#### To do
**A)** According to the review, what does the German word "mohn" mean?
**B)** Please sum up the review in two sentences.

#### Passage
Horace Walpole’s The Castle of Otranto, widely considered the first work of gothic fiction, begins with a massive helmet dropping out of the sky and crushing the hapless heir to the lord of the castle, wicked-witch-of-the-East style. As in much English literature before the rise of the novel, it’s a thrillingly alien event, its narrative logic resounding of prophecies, sworn oaths, and alliances long, long ago smashed and put back together a thousand different ways. The sonics of Mohn’s self-titled debut have a similar epochal gravity, all massive fallen objects, eroded edifices, and stone surfaces multiplied by echo. Fifteen years ago, Wolfgang Voigt and Jörg Burger (individual credits too long to list, but most relevant to this review, Gas and Triola, respectively) collaborated as Burger/Ink on Las Vegas, and they have made a smattering of recordings together since then. But their latest collaboration, Mohn (German for poppy), exhibits little of Burger/Ink’s streamlined sound or the primary-colored aesthetic of classic Kompakt. Still flawlessly designed, the duo’s samples on Mohn are built up into crumbling gothic edifices, shot through with cracks and shadows, echoing with a stately ambience that thuds like a giant helmet onto hypnagogia’s retroscape, with its nostalgia measured in the length of generations of obsolete recording technology, by eking out its sound and sonic iconography at level of the decline and fall of empires.
In its damaged grandeur, Mohn is thematically most akin to Voigt’s flawless GAS project. Most GAS tracks were built up out of screwed orchestral and operatic recordings, and Mohn has the same feel, but the 4/4 kick drum that rippled through those GAS albums has crumbled away — though the floor’s dropped out and the gargoyles have flown, the walls still hold. The characteristic sound of this album is the chest-thumping bombast of “Schwarzer Schwan”: lit by portentous claps of percussion, cobwebs catch the light as the single note of an operatic tenor is warped, screwed, wandering the halls of song like a disinherited ghost. In “Einrauschen,” a groaning loop, faraway bells, and a crumbling orchestral sample evoke a glyphic glitch of grinding stone on stone.
The sound design of the album is conventionally breathtaking. Like the castle of Otranto, Mohn is full of secret passageways, its receding samples like disembodied fingers urging you along uncanny vectors. Hallways crisscross “Das Feld,” in which whooshing synths and faraway samples clang and patiently exit the stereo field. On “Ebertplatz 2020,” the samples come and go like long-prophesized meteor showers, and “Seqtor 88” shuffles its samples into a grim march. Loops linger just long enough to imprint upon your short-term memory and then fall away. These are well-worn themes explored over the past two decades of experimental electronic music, but Mohn unimaginably lengthens the scope of its nostalgia from a buzzing anxiety over unrecoverable information to the passing into history of all record of human achievement itself: “Saturn’s” bass throb orbited by sampled bells takes a common IDM trope and makes it monumental. These are bells tolling for thee — massive, resonant, full of the weight of centuries of history. Each song is a castle on the edge of an eroding cliff. This is what’s left of our dreams after the castle has been stormed, after the flags have come and gone: some scar in the earth, some oddly shaped stones, hewn at great expense, the cost to human life, far, far too great.

#### Extracted information
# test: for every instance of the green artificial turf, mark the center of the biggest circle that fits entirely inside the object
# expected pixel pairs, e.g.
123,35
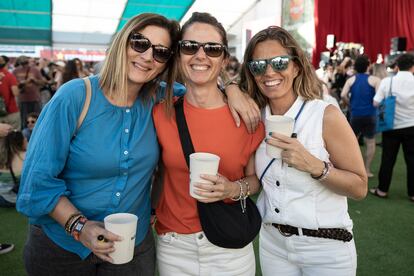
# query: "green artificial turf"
383,229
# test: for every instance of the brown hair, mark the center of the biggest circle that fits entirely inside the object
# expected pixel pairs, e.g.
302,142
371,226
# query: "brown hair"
305,84
114,74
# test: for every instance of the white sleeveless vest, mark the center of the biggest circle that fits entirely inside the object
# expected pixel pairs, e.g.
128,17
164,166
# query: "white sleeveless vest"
293,197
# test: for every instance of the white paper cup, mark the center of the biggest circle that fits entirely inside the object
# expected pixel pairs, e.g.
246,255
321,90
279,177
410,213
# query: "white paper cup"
202,163
124,225
278,124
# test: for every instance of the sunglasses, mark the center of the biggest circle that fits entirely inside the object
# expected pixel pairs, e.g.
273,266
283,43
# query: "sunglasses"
212,49
140,44
259,66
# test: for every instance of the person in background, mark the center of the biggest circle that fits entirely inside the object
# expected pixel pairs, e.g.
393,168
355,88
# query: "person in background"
59,69
358,93
378,70
403,132
8,94
45,91
30,122
5,247
182,246
9,91
304,198
30,80
73,177
80,68
71,71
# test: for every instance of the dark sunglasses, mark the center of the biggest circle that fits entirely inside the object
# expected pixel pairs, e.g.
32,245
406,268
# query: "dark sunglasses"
140,44
212,49
259,66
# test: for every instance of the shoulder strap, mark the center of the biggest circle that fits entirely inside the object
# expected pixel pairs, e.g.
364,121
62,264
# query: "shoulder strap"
185,138
390,91
87,102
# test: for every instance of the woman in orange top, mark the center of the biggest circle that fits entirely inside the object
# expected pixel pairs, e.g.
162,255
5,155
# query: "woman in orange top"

#### Answers to this exercise
**A)** Poppy.

**B)** The review likens Mohn, the self-titled debut of Wolfgang Voigt and Jörg Burger, to The Castle of Otranto, describing its samples as crumbling gothic edifices that show little of Burger/Ink's streamlined sound. It finds the album most akin to Voigt's GAS project but without that project's 4/4 kick drum, praises its breathtaking sound design, and says Mohn lengthens the scope of its nostalgia to the passing into history of all record of human achievement.